このマンガがすごい!WEB

一覧へ戻る

【日刊マンガガイド】『チェイサー』第2巻 コージィ城倉

2014/08/13


chaser_s02

『チェイサー』第2巻
コージィ城倉 小学館 \552+税
(2014年7月30日発売)


昭和30年代前半を舞台に、天才・手塚治虫を勝手にライバル視し、追跡する漫画家がいた。
彼の名前は海徳光市。自称「特攻隊くずれ」の、戦記物を得意とする漫画家である。

第1巻ラストでは、手塚の仕事ぶりに興味を持つあまり、ついに身分を偽って手塚邸に潜入! もはやチェイサー(追跡者)というよりもストーカーすれすれで、思わず「ちょっと! この人、大丈夫なの!?」とツッコまずにはいられない。

一歩間違えばスティーブン・キングの『ミザリー』になりそうな、そんな情熱と狂気こそが海徳さんの魅力でもある。最新刊の第2集でも、海徳さんのチェイサーぶりは健在だ。
アシスタントを雇って連載本数を増やしたり、旅先から電話でアシスタントに作画の指示を出したりと、伝聞の「手塚伝説」をイチイチ真似して実践検証するあたり、海徳さんアンタ、そーとー手塚を意識してんのね(「俺は手塚と張り合ってねー!」と言われそうだが)。

さらに手塚治虫の新婚生活をまのあたりにした海徳さん、なんと今回は「嫁取り」に挑む! はたして彼は結婚できるのだろうか……?

手塚伝説をひととおり真似するチェイサーではあるものの、決して妄信的なドリーマーにならず、身の丈をわきまえて「俺の城」を築こうとする海徳さんは、地に足の着いた生活者でもある。

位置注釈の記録
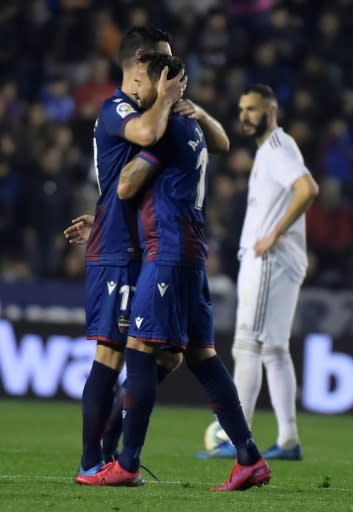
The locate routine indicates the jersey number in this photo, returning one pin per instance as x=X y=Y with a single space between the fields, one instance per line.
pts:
x=201 y=187
x=95 y=159
x=125 y=295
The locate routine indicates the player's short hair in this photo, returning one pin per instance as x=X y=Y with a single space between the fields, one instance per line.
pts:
x=265 y=91
x=156 y=63
x=141 y=38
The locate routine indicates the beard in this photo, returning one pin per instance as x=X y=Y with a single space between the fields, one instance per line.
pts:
x=260 y=127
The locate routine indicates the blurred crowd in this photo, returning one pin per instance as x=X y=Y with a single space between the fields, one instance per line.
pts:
x=58 y=61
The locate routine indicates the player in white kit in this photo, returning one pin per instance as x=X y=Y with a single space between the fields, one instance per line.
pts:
x=272 y=268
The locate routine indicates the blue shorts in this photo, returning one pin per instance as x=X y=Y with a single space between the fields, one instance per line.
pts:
x=108 y=300
x=172 y=307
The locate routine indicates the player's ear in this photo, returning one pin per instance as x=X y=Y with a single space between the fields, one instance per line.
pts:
x=138 y=53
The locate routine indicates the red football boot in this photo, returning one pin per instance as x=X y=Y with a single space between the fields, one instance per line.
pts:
x=244 y=477
x=111 y=474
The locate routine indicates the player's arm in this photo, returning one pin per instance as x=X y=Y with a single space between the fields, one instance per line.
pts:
x=135 y=175
x=80 y=229
x=216 y=138
x=304 y=189
x=148 y=128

課題の目的
『チェイサー』第2巻の紹介記事を、最後の文に続けて書き継いでください。 データはこの課題には一切関係しません。

課題の解答
努力家で研究熱心で、質実剛健。ちょっと奇行は目立つものの、いい家庭人になるかも!? 漫画家としてのサクセス・ストーリーにも注目したい。

ちなみに今巻では、『鉄腕アトム』の「電光人間の回」で、石森(石ノ森)章太郎が作画に加わっていることを、海徳さんが指摘するシーンがある。じつはこれも有名な手塚伝説のひとつだ。
締め切りに追われた手塚は、当時高校生だった石森章太郎に電報を打って、アシスタントを要請した。一度は上京した石森青年だったが、手塚の原稿がなかなか上がってこなかったため、下書きの原稿を持って帰郷。
背景を手伝う約束だったが、異常に筆の速い石森青年は「期末試験をうけながら、その原稿にペンいれをした。背景だけではものたりず、人物までいれて、返送した」(石ノ森章太郎『石ノ森章太郎の青春』[小学館文庫]より)。
しかし、さすがに人物まで石森作画というわけにはいかず、実際に掲載された「電光人間の回」(光文社『少年』昭和30年1月号付録)は、手塚が人物をすべて描き直している。以降、手塚は石ノ森に、2度とアシスタントを頼むことはなかったという。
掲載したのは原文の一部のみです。